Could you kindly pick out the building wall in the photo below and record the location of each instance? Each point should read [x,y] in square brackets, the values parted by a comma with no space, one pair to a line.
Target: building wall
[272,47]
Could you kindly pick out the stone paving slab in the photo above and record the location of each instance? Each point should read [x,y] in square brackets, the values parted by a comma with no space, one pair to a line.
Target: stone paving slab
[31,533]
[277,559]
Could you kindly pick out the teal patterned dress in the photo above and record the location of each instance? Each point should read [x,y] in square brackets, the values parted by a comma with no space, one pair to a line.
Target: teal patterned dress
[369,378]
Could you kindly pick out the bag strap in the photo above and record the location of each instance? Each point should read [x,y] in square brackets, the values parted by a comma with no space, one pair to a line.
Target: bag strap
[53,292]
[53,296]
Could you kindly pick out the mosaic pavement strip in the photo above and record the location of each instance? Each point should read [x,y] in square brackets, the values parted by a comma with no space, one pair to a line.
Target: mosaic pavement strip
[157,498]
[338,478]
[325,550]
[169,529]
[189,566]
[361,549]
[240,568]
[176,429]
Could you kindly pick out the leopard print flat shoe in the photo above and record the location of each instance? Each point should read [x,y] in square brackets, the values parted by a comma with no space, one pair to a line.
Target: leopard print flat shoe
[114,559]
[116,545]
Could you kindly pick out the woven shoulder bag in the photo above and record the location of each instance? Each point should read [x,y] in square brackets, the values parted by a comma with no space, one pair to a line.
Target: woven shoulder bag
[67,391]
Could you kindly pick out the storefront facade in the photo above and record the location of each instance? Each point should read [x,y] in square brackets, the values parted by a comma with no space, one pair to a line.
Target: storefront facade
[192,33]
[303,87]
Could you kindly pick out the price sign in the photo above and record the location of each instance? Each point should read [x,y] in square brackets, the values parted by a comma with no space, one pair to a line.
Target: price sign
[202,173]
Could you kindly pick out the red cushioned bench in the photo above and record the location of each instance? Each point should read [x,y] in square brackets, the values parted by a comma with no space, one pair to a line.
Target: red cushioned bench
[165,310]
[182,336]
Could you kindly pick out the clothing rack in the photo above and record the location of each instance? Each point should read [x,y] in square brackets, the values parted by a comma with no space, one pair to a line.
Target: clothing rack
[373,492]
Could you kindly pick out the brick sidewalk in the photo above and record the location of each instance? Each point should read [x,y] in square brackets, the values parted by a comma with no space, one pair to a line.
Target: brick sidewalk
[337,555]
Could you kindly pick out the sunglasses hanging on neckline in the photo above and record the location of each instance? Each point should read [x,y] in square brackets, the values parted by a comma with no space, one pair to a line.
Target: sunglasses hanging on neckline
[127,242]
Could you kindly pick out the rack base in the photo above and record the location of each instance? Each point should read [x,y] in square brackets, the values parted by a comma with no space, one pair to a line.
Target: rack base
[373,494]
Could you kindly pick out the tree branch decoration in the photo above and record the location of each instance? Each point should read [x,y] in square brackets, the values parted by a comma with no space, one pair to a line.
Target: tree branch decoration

::::

## The problem
Repeat the material word for word, in full.

## Result for this task
Could you kindly pick out the building wall in the photo below and record the location of each instance? Each point should read [x,y] in square brackets, the values parted by a comma with no space, one pair to a line.
Target: building wall
[272,47]
Could you kindly pick out the stone paving slab in the photo above and record the location of each instance? Each point should read [x,y] in square brackets, the values parted by a comma with no space, one pair to a line.
Target: stone paving slab
[31,533]
[277,559]
Could you kindly pick out the teal patterned dress in the photo above and record the location of each instance? Each point should read [x,y] in square brackets, the values parted by a comma with no space, one pair to a line.
Target: teal patterned dress
[369,378]
Could you kindly pick out the bag strap in the photo above and record the location of each instance? Each point should read [x,y] in square brackets, the values parted by a comma with no space, one pair to a line.
Target: bag strap
[53,292]
[53,296]
Could you kindly pick out the mosaic pavement strip in the photo above and record the location of each instance? Each point should read [x,y] in square brackets, the values parted by a comma with no space, one pair to a line.
Target: mosaic pavement strip
[157,498]
[338,478]
[325,550]
[169,529]
[189,566]
[361,549]
[240,568]
[176,429]
Could you kindly pick out the leopard print flat shoe in the photo above and record the location of each instance? Each point should read [x,y] in square brackets, the values parted by a comma with no space, one pair to a line.
Target: leopard print flat shoe
[114,559]
[116,545]
Could you kindly pick out the woven shoulder bag in the photo above and record the location of each instance? Each point should read [x,y] in square brackets, the values parted by a comma with no space, one pair to a line.
Target: woven shoulder bag
[67,391]
Could you kindly pick out the storefront facade in the photo above and record the location of each instance? Each point should read [x,y] in square brackets, the values parted by a comma with no space, one pair to a line.
Target: storefront facade
[192,33]
[303,87]
Could you kindly pick out the price sign in the photo above and record the location of each instance? Each point should read [x,y] in square brackets, the values parted by a comma with no space, one pair to a line.
Target: price sign
[202,173]
Could you kindly pick out the red cushioned bench in the photo above and record the location of each instance? Each point should read [x,y] in square brackets, the values parted by a comma with no space, one pair to a line.
Target: red cushioned bench
[165,310]
[182,336]
Could you kindly pick out the clothing rack in the photo above and record the location of each instance? Each point should read [x,y] in square brackets, the values parted by a comma with no space, one pair to a line.
Target: clothing rack
[373,492]
Could you kindly pick out the brick sidewalk in the photo above and record the location of each instance? Each point should read [x,y] in square brackets, the values parted by a comma with no space, one pair to a line.
Target: brick sidewalk
[337,555]
Could you kindly pick out the sunglasses hanging on neckline in the photo above and record the location of each instance? Each point should read [x,y] in square brackets, the values parted by a comma with no space, one pair to a line.
Target: sunglasses hanging on neckline
[127,242]
Could you kindly pick out the rack base in the photo above and record the location of each instance? Each point should read [x,y] in square brackets, the values parted by a comma with no space, one pair to a line.
Target: rack base
[373,494]
Could you kindly pick out the tree branch decoration in the photo above and record the location of each instance? Each point should read [x,y] in square brackets, the values parted by a comma with no space, one pair to a line.
Target: tree branch decoration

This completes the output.